----- Data excerpts

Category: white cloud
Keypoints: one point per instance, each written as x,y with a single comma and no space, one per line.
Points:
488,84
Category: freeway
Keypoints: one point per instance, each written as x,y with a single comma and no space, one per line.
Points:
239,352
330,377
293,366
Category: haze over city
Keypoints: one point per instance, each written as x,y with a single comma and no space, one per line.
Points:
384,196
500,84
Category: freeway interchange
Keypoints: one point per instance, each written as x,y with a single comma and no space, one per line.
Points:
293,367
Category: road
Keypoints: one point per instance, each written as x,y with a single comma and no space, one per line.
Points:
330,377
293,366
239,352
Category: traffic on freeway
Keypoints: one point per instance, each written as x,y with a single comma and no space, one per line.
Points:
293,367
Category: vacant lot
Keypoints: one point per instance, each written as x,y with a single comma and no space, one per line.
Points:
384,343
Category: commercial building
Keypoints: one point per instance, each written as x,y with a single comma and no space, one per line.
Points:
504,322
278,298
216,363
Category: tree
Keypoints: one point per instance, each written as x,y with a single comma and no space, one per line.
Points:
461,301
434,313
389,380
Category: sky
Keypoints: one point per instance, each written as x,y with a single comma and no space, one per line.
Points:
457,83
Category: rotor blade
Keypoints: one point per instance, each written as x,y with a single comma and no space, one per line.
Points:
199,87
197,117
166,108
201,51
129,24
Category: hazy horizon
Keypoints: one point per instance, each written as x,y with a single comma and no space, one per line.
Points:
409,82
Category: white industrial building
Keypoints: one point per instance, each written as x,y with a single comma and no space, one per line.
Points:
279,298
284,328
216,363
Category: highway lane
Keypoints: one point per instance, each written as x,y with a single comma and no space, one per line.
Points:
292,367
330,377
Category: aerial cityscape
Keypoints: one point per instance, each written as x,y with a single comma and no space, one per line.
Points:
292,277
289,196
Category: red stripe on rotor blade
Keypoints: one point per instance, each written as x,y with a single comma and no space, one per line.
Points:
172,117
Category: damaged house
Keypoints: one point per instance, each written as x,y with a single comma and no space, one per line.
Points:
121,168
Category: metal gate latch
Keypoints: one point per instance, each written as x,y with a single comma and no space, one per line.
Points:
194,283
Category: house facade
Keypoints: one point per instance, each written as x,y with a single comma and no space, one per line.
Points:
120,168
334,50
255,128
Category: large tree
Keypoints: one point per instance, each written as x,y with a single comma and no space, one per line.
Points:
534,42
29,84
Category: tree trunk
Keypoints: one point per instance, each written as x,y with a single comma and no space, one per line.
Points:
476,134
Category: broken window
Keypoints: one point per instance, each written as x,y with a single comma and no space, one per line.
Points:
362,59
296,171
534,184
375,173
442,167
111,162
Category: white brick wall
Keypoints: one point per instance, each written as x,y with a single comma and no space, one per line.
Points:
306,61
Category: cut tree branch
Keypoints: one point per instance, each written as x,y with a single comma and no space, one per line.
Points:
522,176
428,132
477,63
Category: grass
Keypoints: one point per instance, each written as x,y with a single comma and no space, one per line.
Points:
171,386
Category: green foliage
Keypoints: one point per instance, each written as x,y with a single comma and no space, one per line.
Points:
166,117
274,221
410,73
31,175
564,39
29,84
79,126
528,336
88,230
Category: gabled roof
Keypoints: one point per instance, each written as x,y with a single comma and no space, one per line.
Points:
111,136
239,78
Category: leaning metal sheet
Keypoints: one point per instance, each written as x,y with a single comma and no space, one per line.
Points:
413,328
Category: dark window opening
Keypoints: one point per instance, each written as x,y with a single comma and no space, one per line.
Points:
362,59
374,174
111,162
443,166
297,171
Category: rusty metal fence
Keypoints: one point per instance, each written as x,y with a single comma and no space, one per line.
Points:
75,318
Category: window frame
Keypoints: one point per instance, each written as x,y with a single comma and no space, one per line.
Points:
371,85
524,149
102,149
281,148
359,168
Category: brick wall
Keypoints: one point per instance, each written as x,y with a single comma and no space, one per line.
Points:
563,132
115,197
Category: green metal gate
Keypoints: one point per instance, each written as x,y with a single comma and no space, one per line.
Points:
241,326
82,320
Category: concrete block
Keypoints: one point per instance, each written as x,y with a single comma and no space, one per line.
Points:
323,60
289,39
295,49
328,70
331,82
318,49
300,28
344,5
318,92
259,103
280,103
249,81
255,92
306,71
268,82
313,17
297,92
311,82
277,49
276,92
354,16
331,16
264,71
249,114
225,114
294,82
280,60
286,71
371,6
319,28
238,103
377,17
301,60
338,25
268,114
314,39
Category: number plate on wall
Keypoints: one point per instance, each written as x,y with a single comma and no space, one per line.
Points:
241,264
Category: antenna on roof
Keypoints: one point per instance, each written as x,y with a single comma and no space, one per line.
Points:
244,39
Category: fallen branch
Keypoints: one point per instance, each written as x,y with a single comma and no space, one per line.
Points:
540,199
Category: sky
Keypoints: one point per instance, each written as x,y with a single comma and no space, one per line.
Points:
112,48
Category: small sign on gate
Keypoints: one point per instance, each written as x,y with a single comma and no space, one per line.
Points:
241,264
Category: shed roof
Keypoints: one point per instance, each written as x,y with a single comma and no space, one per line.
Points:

----------

What the task asks. Reproduce all of the records above line by line, with no change to any character.

Exercise output.
Category: white cloud
Keypoints: one point per instance, each written as x,y with a single comma and no space, one per line.
Points:
488,84
Category: freeway
Keypoints: one point per instance, each written as x,y with a single comma and no space, one per line.
Points:
239,352
330,377
293,366
Category: haze over city
Keypoints: one point per instance, each written as x,y with a single comma and no space, one per line.
Points:
384,196
500,84
Category: freeway interchange
Keypoints: one point per instance, each written as x,y with a single comma and no space, one per line.
Points:
293,367
Category: road
Keypoints: one point per instance, each written as x,y with a single comma and no space, one per line.
Points:
330,377
293,366
239,352
Category: traffic on freeway
Keypoints: one point per instance, each written as x,y with a single comma and no space, one per line.
Points:
293,367
Category: vacant lot
Keypoints: one point per instance, each written as x,y with a single comma and no space, one per line.
Points:
384,343
Category: commercial building
Keypoints: one point per instance, each written as x,y with a single comma and no space, one per line.
Points:
504,322
278,298
216,363
Category: tree
Keypoints: one point per instance, each written as x,y with a single comma and no space, one per line.
Points:
461,301
434,313
389,380
Category: sky
Keypoints: one point per instance, each written as x,y with a single comma and no space, one per line.
Points:
457,83
Category: rotor blade
Keypoints: one point per instance, each written as x,y with a single comma and no space, one per line.
Points:
199,87
197,117
166,108
201,51
129,24
Category: hazy horizon
Keypoints: one point per instance, each written as x,y with a single comma and no space, one per line.
Points:
409,82
Category: white industrial building
Keypoints: one point per instance, each written as x,y with a single comma and no space, one per line.
Points:
279,298
284,328
216,363
Category: highway lane
Keypoints: one point per instance, each written as x,y with a single comma and no space, one per line.
Points:
292,367
330,377
Category: aerial cityscape
Keypoints: one point per instance, each written as x,y with a single comma and no space, one per line.
Points:
292,277
289,196
Category: red stripe on rotor blade
Keypoints: one point per instance, each written as x,y with a single comma and no space, one per line.
Points:
172,117
Category: damaged house
Keypoints: one point per instance, each written as x,y with a single comma and no space, one per line.
Points:
121,168
Category: metal gate latch
Keypoints: one point per instance, each written as x,y with a single comma and no space, one per line.
Points:
194,283
Category: house facade
Keypoints: one point per instance, each written as x,y with a single comma and no space, one per line.
Points:
120,168
334,50
255,128
Category: large tree
Keypoints: one point per instance, each written as x,y with a single comma and no space, one per line.
Points:
534,42
29,84
Category: tree trunk
Keypoints: one point per instance, each written as x,y with a single comma and no space, one per line.
Points:
476,134
Category: broken window
Keypoints: one point per instance, each written as x,y with a single comma and no space, one per line.
Points:
362,59
296,171
534,184
375,173
442,167
111,162
Category: white brick wall
Keypoints: one point per instance, each written as x,y with a single comma and no space, one per line.
Points:
306,61
Category: cut tree branch
Keypoints: one point per instance, each written as x,y with a single comma and no space, one per line.
Points:
522,176
428,132
477,63
Category: grass
Keypoints: one point per instance, each written as x,y with a single comma and no space, one per line.
Points:
171,386
Category: green foliage
Keypoints: one point per instance, each written as x,y with a single comma and no space, one per line.
Points:
166,117
274,221
410,73
31,175
564,39
29,84
79,126
528,336
88,230
Category: gabled roof
Keypoints: one point per instance, each written as x,y with a single comma and no space, one per line.
Points:
111,136
239,78
Category: leaning metal sheet
Keypoints: one point per instance, each written as x,y with a single comma and no space, one per line.
Points:
413,328
Category: dark window opening
Keypoints: one point per instance, each written as x,y with a single comma and no space, one per line.
Points:
362,59
374,174
111,162
443,166
297,171
Category: rusty metal fence
Keypoints: one point per instance, each written as x,y with a single comma and no space, one per line.
Points:
75,318
Category: window frame
Keypoints: one point per instance, each written as x,y with a single comma and no space, one per line.
Points:
371,85
524,149
102,149
281,148
359,168
Category: brick wall
Keypoints: one point per instance, each written as x,y with a single comma and no space, one per line.
Points:
563,132
115,197
Category: green metal gate
Keypoints: one point per instance, each written as x,y with a single comma and no space, one per line.
Points:
241,326
82,320
Category: concrete block
Keypoints: one point per instance, each written as x,y with a single comma and no space, one per line.
Points:
323,60
289,39
295,49
328,70
331,82
318,49
300,28
344,5
318,92
259,103
280,103
249,81
255,92
306,71
268,82
313,17
297,92
311,82
277,49
276,92
354,16
331,16
264,71
249,114
225,114
294,82
280,60
286,71
371,6
319,28
238,103
377,17
301,60
338,25
268,114
314,39
Category: number plate on wall
Keypoints: one point per instance, each written as x,y with a single comma and no space, one per line.
Points:
241,264
Category: antenna on roof
Keypoints: one point per instance, each written as x,y with a single comma and no space, one per line.
Points:
244,39
Category: fallen branch
Keypoints: one point per instance, each written as x,y with a single comma and no space, one per line.
Points:
540,199
Category: sky
Keypoints: one point per instance, each written as x,y with a single comma and no space, one per line.
Points:
112,48
Category: small sign on gate
Keypoints: one point per instance, each written as x,y with a single comma and no space, one per line.
Points:
241,264
Category: shed roof
Keypoints: one point per instance, each written as x,y with a single comma and no space, one per line.
Points:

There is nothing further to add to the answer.